[REQUIREMENT]
Extract every line in the data that contains the word "tuna".

[Named object pointing entries]
--------------------
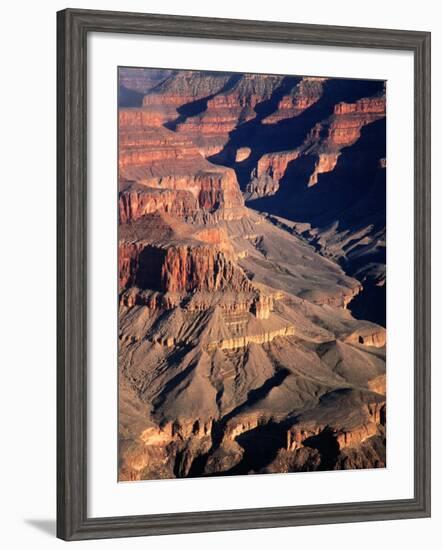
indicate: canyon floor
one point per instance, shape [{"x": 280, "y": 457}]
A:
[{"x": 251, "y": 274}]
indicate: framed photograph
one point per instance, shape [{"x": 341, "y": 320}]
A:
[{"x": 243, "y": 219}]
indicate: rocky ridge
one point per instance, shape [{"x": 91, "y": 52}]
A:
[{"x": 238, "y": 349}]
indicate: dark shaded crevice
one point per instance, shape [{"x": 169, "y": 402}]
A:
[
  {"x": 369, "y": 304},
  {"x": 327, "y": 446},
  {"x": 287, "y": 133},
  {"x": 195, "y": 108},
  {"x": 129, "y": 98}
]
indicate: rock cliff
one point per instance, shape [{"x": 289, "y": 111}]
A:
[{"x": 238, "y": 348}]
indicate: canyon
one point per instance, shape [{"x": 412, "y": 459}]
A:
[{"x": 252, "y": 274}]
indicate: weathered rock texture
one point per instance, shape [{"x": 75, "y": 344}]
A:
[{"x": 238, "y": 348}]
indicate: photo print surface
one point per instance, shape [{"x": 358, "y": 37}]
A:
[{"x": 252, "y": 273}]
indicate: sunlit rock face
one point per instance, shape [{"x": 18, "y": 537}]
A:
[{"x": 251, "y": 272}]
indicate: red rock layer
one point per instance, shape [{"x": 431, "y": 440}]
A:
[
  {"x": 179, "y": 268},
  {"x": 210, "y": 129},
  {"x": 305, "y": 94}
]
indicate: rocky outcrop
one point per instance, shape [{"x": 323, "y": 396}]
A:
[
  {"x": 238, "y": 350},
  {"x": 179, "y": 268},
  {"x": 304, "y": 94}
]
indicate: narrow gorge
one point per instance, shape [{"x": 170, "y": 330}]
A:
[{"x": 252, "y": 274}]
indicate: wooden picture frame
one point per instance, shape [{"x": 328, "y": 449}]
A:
--------------------
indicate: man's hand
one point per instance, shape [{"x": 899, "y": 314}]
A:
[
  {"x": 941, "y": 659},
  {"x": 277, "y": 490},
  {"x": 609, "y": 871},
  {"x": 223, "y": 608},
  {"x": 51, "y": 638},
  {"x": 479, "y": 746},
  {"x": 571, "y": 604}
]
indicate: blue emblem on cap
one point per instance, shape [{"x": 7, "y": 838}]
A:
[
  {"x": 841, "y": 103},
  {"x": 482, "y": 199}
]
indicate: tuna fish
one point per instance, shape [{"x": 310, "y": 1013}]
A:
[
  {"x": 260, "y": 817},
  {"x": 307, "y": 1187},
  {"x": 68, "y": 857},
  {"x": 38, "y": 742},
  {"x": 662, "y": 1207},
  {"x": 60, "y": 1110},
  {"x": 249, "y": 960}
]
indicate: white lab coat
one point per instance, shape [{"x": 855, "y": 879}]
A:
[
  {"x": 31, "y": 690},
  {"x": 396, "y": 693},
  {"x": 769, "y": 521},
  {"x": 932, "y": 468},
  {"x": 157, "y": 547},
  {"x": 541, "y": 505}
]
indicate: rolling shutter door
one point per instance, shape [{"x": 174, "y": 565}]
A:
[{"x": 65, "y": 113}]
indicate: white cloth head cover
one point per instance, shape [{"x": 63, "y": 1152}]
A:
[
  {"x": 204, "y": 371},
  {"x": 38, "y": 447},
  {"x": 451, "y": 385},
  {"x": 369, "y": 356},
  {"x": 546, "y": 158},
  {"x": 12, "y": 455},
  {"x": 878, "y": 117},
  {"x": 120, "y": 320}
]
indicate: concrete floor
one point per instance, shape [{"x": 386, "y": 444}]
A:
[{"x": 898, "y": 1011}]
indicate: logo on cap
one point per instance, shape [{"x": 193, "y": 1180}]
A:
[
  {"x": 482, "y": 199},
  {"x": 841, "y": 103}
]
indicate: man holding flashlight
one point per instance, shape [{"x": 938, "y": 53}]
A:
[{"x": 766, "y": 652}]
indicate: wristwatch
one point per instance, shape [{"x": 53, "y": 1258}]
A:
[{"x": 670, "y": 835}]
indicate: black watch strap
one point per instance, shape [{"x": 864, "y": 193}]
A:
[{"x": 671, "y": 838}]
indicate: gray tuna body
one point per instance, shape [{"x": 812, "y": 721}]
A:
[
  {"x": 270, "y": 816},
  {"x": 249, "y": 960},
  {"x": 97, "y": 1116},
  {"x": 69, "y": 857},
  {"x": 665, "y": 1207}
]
--------------------
[SOLUTION FOR THIS PROBLEM]
indicate: tuna fish
indicate: gray tuna body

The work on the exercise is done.